◆ **Your instructions**:
Rewrite the lines starting at the one containing "Please trace the outline of every instance of the dark" and ending at the one containing "MULTIPOLYGON (((0 112, 82" as a Markdown table with the columns Row and Line. Give each line its own numbered row, and leave out blank lines.

Items from a data source

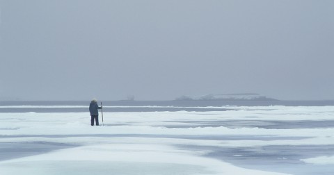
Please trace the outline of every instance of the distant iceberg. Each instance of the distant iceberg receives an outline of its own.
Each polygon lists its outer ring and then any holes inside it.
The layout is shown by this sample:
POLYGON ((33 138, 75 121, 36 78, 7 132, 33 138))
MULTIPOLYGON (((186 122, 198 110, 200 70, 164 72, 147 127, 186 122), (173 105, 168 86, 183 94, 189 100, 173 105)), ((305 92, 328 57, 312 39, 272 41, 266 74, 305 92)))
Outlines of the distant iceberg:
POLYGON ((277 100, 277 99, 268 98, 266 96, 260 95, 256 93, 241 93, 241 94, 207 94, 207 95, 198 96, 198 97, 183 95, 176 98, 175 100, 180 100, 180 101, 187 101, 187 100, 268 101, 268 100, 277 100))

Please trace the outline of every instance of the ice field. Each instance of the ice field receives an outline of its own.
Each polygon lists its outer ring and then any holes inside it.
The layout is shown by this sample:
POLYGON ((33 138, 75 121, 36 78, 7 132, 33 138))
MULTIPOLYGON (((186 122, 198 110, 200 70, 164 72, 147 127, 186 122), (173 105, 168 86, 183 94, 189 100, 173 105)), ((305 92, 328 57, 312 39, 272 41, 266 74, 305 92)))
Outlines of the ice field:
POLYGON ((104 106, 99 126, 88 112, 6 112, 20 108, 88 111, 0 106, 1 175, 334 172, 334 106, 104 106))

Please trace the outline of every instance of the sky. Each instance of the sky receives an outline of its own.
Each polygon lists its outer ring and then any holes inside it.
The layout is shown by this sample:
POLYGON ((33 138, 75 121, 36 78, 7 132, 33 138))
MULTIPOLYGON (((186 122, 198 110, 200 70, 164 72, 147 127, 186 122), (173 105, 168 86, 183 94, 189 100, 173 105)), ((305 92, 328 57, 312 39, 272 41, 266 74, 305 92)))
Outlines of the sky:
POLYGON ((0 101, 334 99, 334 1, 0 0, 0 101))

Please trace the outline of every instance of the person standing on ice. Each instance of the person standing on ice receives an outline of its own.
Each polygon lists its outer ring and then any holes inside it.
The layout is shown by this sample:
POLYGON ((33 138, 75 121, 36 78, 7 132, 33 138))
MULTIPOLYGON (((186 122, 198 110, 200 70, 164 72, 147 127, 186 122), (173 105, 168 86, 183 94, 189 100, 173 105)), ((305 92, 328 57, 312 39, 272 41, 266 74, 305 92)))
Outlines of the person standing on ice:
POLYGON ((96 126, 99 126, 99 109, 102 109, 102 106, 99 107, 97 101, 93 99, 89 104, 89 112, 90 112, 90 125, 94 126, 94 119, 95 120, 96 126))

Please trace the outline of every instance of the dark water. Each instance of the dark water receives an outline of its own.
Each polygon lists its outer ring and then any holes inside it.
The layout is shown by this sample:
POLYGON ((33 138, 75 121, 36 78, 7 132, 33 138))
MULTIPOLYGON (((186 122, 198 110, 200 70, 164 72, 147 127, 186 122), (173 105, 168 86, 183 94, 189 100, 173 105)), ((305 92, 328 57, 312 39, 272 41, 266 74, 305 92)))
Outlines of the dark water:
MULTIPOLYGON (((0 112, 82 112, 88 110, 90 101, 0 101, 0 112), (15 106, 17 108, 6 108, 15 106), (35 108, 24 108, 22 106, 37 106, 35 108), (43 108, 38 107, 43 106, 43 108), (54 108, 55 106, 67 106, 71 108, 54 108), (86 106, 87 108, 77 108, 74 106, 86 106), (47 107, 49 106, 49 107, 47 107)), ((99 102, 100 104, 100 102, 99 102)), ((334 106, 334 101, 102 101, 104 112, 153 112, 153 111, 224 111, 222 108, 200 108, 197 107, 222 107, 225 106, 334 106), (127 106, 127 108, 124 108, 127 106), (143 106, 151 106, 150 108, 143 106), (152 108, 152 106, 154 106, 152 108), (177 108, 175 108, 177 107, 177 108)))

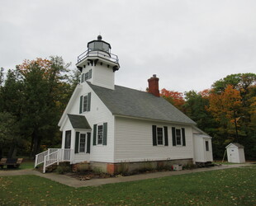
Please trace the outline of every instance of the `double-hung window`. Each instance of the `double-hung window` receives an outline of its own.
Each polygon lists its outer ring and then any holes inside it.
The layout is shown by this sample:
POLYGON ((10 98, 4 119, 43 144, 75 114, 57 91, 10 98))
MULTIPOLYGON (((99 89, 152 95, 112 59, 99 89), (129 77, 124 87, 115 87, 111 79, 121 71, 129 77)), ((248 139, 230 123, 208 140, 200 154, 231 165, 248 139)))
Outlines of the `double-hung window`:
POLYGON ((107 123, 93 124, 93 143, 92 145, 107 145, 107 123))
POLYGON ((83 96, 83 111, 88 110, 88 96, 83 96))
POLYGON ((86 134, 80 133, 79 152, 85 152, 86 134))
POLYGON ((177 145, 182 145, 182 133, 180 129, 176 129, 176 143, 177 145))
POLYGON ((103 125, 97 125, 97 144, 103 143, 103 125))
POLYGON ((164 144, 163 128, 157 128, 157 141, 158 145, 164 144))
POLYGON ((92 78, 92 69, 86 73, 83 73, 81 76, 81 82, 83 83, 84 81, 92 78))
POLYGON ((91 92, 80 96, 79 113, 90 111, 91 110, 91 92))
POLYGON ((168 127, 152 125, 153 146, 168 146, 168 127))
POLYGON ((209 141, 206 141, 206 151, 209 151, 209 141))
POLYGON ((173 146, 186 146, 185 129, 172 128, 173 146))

◆ **Response**:
| Row | Line |
|---|---|
| 1 | Please trace the outline of every instance of the dark water. Each instance of the dark water receives an outline of its own. |
| 2 | Each polygon lists its outer ring and then any holes inside it. |
| 3 | The layout is shown by this sample: |
| 4 | POLYGON ((33 138, 75 121, 36 78, 7 132, 33 138)) |
| 5 | MULTIPOLYGON (((186 122, 198 110, 200 70, 164 72, 147 127, 186 122), (173 105, 168 86, 183 94, 189 100, 173 105)), ((305 92, 328 57, 312 39, 272 41, 266 74, 305 92))) |
| 6 | Outlines of the dark water: |
| 7 | MULTIPOLYGON (((0 112, 82 112, 88 110, 90 101, 0 101, 0 112), (15 106, 17 108, 6 108, 15 106), (35 108, 24 108, 22 106, 37 106, 35 108), (43 108, 38 107, 43 106, 43 108), (54 108, 55 106, 67 106, 71 108, 54 108), (86 106, 87 108, 77 108, 74 106, 86 106), (47 107, 49 106, 49 107, 47 107)), ((99 102, 100 104, 100 102, 99 102)), ((334 106, 334 101, 102 101, 104 112, 153 112, 153 111, 224 111, 222 108, 200 108, 197 107, 222 107, 225 106, 334 106), (127 106, 127 108, 124 108, 127 106), (143 106, 151 106, 150 108, 143 106), (152 108, 152 106, 154 106, 152 108), (177 108, 175 108, 177 107, 177 108))) |